__Task brief__. An identical copy of every entry below is the required output.

╔══

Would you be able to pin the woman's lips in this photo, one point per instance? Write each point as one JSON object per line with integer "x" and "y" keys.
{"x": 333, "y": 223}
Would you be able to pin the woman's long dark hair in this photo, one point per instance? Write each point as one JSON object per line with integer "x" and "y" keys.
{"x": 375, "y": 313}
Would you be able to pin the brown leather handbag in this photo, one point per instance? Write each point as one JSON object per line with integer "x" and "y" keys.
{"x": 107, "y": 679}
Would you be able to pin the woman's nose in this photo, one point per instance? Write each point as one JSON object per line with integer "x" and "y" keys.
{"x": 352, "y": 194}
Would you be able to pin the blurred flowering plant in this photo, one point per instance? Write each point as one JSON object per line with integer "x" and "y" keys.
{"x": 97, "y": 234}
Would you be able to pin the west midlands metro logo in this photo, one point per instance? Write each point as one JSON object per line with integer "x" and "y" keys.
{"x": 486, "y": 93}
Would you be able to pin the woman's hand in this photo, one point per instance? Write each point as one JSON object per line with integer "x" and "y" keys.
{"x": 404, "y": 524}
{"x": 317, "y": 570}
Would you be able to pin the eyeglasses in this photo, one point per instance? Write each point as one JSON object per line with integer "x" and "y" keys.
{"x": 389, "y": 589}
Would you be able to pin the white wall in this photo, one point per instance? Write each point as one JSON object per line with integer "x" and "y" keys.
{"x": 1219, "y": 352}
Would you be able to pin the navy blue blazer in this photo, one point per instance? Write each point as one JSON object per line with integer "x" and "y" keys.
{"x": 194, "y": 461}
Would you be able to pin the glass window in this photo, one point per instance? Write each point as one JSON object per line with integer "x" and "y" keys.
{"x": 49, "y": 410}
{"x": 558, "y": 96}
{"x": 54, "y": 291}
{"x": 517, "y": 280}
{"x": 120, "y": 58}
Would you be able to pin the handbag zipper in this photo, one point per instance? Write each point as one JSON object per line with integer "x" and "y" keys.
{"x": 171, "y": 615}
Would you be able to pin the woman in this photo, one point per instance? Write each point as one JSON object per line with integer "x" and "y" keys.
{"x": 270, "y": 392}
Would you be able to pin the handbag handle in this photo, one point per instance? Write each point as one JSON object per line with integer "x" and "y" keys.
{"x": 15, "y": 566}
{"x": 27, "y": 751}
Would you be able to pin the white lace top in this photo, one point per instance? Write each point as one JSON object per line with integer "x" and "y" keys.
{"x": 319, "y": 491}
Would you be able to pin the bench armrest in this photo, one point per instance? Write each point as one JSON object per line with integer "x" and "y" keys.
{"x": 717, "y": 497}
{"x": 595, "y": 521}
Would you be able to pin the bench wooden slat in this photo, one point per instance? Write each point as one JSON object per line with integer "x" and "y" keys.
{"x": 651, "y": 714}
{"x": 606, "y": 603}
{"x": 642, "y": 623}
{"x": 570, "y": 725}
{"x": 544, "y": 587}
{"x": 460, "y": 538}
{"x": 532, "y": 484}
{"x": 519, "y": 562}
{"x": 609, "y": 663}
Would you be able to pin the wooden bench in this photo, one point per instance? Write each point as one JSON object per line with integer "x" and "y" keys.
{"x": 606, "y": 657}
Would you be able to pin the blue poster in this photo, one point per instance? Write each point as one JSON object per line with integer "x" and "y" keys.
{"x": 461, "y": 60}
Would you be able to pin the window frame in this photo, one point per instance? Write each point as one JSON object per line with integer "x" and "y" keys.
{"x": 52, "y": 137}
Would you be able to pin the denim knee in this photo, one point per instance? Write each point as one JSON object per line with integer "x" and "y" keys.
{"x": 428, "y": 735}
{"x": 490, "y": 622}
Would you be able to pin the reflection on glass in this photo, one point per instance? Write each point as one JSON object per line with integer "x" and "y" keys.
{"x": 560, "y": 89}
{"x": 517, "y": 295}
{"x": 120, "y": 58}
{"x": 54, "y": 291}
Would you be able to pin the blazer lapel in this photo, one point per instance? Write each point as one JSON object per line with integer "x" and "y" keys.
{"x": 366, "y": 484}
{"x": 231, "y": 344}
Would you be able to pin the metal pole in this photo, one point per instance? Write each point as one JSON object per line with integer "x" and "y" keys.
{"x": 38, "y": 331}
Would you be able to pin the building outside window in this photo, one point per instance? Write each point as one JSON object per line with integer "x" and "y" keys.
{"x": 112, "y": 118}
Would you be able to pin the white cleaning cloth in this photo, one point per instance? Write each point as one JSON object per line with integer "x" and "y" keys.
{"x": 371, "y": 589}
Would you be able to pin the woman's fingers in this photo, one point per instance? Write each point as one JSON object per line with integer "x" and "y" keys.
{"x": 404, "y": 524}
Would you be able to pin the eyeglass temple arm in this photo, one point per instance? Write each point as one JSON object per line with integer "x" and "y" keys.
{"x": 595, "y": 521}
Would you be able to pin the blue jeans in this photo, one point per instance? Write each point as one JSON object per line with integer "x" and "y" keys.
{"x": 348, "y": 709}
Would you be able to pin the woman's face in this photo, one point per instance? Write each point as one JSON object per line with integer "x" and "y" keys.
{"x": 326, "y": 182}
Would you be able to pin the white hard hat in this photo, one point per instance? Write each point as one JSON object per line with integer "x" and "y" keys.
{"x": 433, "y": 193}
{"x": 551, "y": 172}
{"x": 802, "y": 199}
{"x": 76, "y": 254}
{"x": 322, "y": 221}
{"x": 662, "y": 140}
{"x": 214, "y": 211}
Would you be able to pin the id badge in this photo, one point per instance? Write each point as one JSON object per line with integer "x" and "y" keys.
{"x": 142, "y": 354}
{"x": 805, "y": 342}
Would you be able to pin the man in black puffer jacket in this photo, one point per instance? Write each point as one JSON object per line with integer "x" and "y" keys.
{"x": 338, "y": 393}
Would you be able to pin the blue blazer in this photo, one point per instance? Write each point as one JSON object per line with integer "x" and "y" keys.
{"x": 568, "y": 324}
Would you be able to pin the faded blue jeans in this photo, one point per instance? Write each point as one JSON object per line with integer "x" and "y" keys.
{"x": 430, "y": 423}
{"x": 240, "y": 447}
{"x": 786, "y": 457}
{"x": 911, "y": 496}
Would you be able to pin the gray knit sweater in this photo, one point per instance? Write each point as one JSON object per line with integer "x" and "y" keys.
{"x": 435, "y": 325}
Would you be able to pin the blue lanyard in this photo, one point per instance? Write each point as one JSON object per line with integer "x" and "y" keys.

╚══

__Task solution__.
Would you be able to pin the woman's lips in this photo, one point per instance? Write each point as one JSON object per line with integer "x" and "y" keys.
{"x": 333, "y": 223}
Would you be able to pin the woman's long dark hair in this photo, one point per instance? Write each point as one JSON object per line with integer "x" and "y" keys.
{"x": 375, "y": 313}
Would you be able to pin the brown leather handbag in this photo, one point per instance? Write each point as one JSON object per line with integer "x" and "y" keys.
{"x": 107, "y": 679}
Would you be able to pin the woman's nose in this photo, one point per instance? Write each point as one JSON object per line with integer "x" and "y" keys.
{"x": 352, "y": 194}
Would you be able to pin the blurred flowering plant in this photo, one point per instance? Write each point as one JSON object per line with integer "x" and "y" keys.
{"x": 97, "y": 234}
Would you be able to pin the west midlands metro logo in this photo, one point per instance? Write each point as one JSON object per line with integer "x" and "y" keys.
{"x": 486, "y": 93}
Would you be able to pin the woman's hand in this photo, one point per instance? Write each point as one JSON object per line with integer "x" and "y" keys.
{"x": 404, "y": 524}
{"x": 317, "y": 570}
Would you be able to pin the eyeglasses in this photo, one point per instance? Write each point as one JSON object per line with integer "x" and "y" keys.
{"x": 389, "y": 589}
Would you be able to pin the white wall in this photo, one point per instance? Write each point as one JSON object per line with integer "x" and "y" keys.
{"x": 1219, "y": 352}
Would you be able to pin the navy blue blazer in this photo, one point per instance? Write each point as one JSON object per line with integer "x" and "y" keys.
{"x": 194, "y": 461}
Would you be able to pin the glass window in this photo, one point per instance? Write each point as one JSON object per line with integer "x" and "y" keys.
{"x": 49, "y": 410}
{"x": 558, "y": 96}
{"x": 54, "y": 291}
{"x": 517, "y": 280}
{"x": 120, "y": 58}
Would you be able to pin the handbag zipper in this photo, one point per instance? Write each point as one JSON object per line with integer "x" and "y" keys.
{"x": 171, "y": 615}
Would you be able to pin the woman in this photo, one point per instance? Write each point as one JSON object per line with integer "x" and "y" keys.
{"x": 270, "y": 392}
Would you be able to pin the handbag handle in this photo, one point per instance? Write each point as one JSON object per line with integer "x" and "y" keys.
{"x": 15, "y": 566}
{"x": 27, "y": 751}
Would you be able to pin the white lace top in this photo, one point per instance? Write each point as one JSON object per line with integer "x" and "y" keys.
{"x": 319, "y": 491}
Would you be able to pin the bench armrest in this photo, one point per instance? Write each point as one JSON object per line with integer "x" and "y" keys.
{"x": 717, "y": 497}
{"x": 595, "y": 521}
Would you be able to pin the bench wooden slat in this photo, one point per instance? Write each point as one JSON object per line with integer "x" and "y" keys.
{"x": 651, "y": 714}
{"x": 606, "y": 603}
{"x": 642, "y": 623}
{"x": 570, "y": 725}
{"x": 544, "y": 587}
{"x": 460, "y": 538}
{"x": 532, "y": 484}
{"x": 519, "y": 562}
{"x": 609, "y": 663}
Would you be able to pin the wooden bench in this photo, one point per instance? Write each point as one JSON object per line with integer "x" and "y" keys.
{"x": 606, "y": 657}
Would you be able to pin the blue poster in this photo, one point per instance? Write each point as one JSON object per line with integer "x" and "y" keys.
{"x": 461, "y": 60}
Would you be able to pin the window frame in this photo, one point per instance? Write each point as one JSON object per line with integer "x" and "y" keys.
{"x": 52, "y": 137}
Would you be able to pin the denim knee in this photo, one point per instance? Write each point as one JSON object per line with integer "x" and "y" keys.
{"x": 428, "y": 735}
{"x": 490, "y": 622}
Would you be able to pin the reflection on glass in this photo, one point per instance? Write each point as one JSON object per line with integer "x" and "y" keys.
{"x": 560, "y": 89}
{"x": 517, "y": 295}
{"x": 120, "y": 58}
{"x": 54, "y": 291}
Would you be able to pin the blazer lapel in this photo, one point per instance? Write each point as one JSON object per line with integer "x" and "y" keys.
{"x": 366, "y": 484}
{"x": 231, "y": 344}
Would you be able to pin the metal pole in this photo, one point per instance? Write each point as one JSON object per line with integer "x" and "y" keys.
{"x": 38, "y": 331}
Would you be able to pin the building outside window in this photo, one point per instance? Write each point as one JSON object per line with integer "x" and "y" keys.
{"x": 112, "y": 118}
Would you be able to pin the white cleaning cloth in this photo, one point per instance? Write each point as one JSON object per line with integer "x" and "y" keys.
{"x": 371, "y": 589}
Would you be able to pin the woman's fingers in this photo, one point per instance? Write each point as one JSON object per line with integer "x" and "y" keys.
{"x": 404, "y": 524}
Would you be able to pin the eyeglass temple arm in this photo, one point per instance? Write each point as one JSON object per line with integer "x" and "y" keys.
{"x": 595, "y": 521}
Would you be able to pin the blue jeans in this photo, one point per instance? Write each point as one JSON object per line with integer "x" and "y" keys.
{"x": 348, "y": 709}
Would you be able to pin the woman's face in this photo, one point per instance? Write each point as one JSON object per line with integer "x" and "y" keys.
{"x": 326, "y": 182}
Would you be able to pin the white hard hat in this photo, one point per instance? Write each point as one JSON object per line with integer "x" and "y" keys.
{"x": 433, "y": 193}
{"x": 551, "y": 172}
{"x": 802, "y": 199}
{"x": 76, "y": 254}
{"x": 322, "y": 221}
{"x": 662, "y": 140}
{"x": 214, "y": 211}
Would you be able to pin the id badge in this photo, one point per instance? Write each point as one JSON object per line with integer "x" and "y" keys.
{"x": 142, "y": 354}
{"x": 805, "y": 342}
Would you be able to pin the man in black puffer jacket in this photo, one point per instance? Write each point as one JSON object per line with integer "x" and "y" keys.
{"x": 338, "y": 393}
Would you be able to pin the blue blazer in this photo, one point per instance? Write each point as one JSON object per line with integer "x" and "y" keys.
{"x": 568, "y": 324}
Would you be able to pin the faded blue jeans in this photo, one point per instance? Write each point as one JSON object per line with integer "x" and "y" keys.
{"x": 430, "y": 423}
{"x": 240, "y": 447}
{"x": 786, "y": 457}
{"x": 911, "y": 496}
Would you be able to pin the gray knit sweater in this photo, one point per instance? Write each point as one JSON object per line with integer "x" and "y" keys.
{"x": 435, "y": 325}
Would you be able to pin the blue lanyard in this photo, one point per instance? Write each point as one JSON object per line with integer "x" and "y" keys.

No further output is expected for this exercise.